* FRAGMENTO SELECCIONADO
•••••
Respecto a tu rutina

No te ofendas, que solo pretendo ayudar con mi opinión, pero creo que aunque los "viajes con bolas" y el "apilamiento de dados" sean dos subapartados dentro de cubiletes, no los debes juntar nunca. O bolas, o dados (según mi opinión). 

Tu lo presentas como una transformación de una cosa a la otra, y claro que está muy bien en los dos tipos de rutinas con cubiletes incluir alguna transformación, pero juntar bolas con dados en una rutina con cubiletes me parece que es juntar dos cosas que tienen más valor solas.

Como con eso te "desmonto" la rutina, ahi van mis sugerencias  :Wink1: :

-Saca los dados visiblemente, del bolsillo o de una caja, no apareciendolos, más que nada para no confirmar sospechas que ya te han comentado.

-Si te fijas en el vídeo de pepe, el verdadero motivo de la historia es ir aumentando la dificultad. Así que al sumar un dado más, apilarlos encima de algo especial, o cualquier cosa diferente presentalo como algo "más difícil que lo anterior, nose si podré...".
•••••
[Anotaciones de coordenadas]
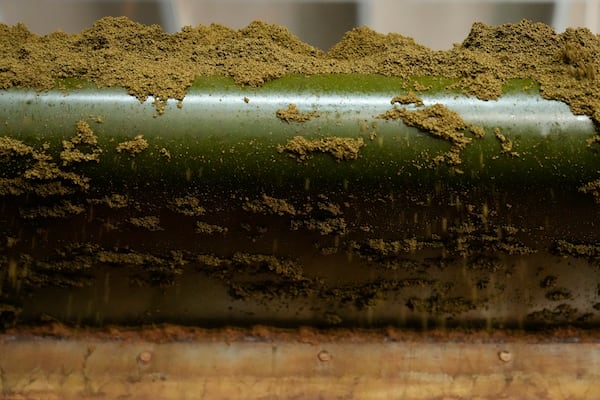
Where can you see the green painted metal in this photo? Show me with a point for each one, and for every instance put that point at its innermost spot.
(484, 233)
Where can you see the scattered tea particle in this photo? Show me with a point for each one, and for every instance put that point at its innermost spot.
(133, 147)
(292, 114)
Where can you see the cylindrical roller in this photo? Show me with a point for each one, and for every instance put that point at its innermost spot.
(327, 199)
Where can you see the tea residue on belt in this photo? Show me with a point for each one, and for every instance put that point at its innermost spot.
(409, 98)
(292, 114)
(133, 147)
(72, 149)
(341, 148)
(150, 222)
(150, 62)
(439, 122)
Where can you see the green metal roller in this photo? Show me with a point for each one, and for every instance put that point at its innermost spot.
(330, 200)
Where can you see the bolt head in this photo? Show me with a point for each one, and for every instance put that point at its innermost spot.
(505, 355)
(145, 357)
(324, 356)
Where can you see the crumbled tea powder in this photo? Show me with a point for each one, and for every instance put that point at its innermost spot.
(150, 62)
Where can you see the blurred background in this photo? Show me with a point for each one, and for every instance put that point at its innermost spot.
(435, 23)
•••••
* QUÉ SE PIDE
[A] Responde estas preguntas sobre el fragmento seleccionado:
(i) ¿Qué dos subapartados de los cubiletes no se deben juntar nunca, según el texto?
(ii) ¿De dónde se sugiere sacar los dados?
(iii) ¿Cuál es el verdadero motivo de la historia en el vídeo de pepe?
[B] Reescribe de forma más breve el párrafo del fragmento seleccionado que empieza con "Tu lo presentas como una transformación".
[C] Prolonga el texto sobre la rutina de cubiletes a partir del punto en que se detiene.

* CONJUNTO DE RESPUESTAS
[A]
(i) Los "viajes con bolas" y el "apilamiento de dados".
(ii) Del bolsillo o de una caja, de forma visible.
(iii) Ir aumentando la dificultad.

[B] La rutina se presenta como una transformación de una cosa a otra. Incluir alguna transformación está bien en los dos tipos de rutinas con cubiletes, pero juntar bolas y dados en una misma rutina une dos cosas que tienen más valor por separado.

[C]
-Varias ideas, pero que ya verás como aplicarlas:
Dados de tamaños diferentes, pequeños o grandes.
Dados de colores diferentes
Maneras de apilar diferentes (en el link van muchas, ya verás cuales te gustan y puedes hacer):
http://www.youtube.com/watch?v=gCeE8m5r52c  (hay parte dos del vídeo)

-Como final, te propongo esto:
http://www.tiendamagia.com/dados-torcidos-p-1101.html

-Quizá también te sirven...
http://www.tiendamagia.com/dado-rojo...mm-p-1280.html

http://www.tiendamagia.com/dados-casino-p-1029.html


Espero haberte ayudado en algo, por pequeño que sea.  :001 005:

----------


## Ricardo Solo

http://www.youtube.com/watch?v=nDetbiBfRX4

Carney con un solo cubilete y un uso magistral de la varita. Amén del imaginativo final.

Respondiendo a Blodhgarm, si creo en separar fases, con inicio y final en las que los efectos sean distintos. Quitamos carga de trabajo al espectador y el tema está más pulcro y ordenado.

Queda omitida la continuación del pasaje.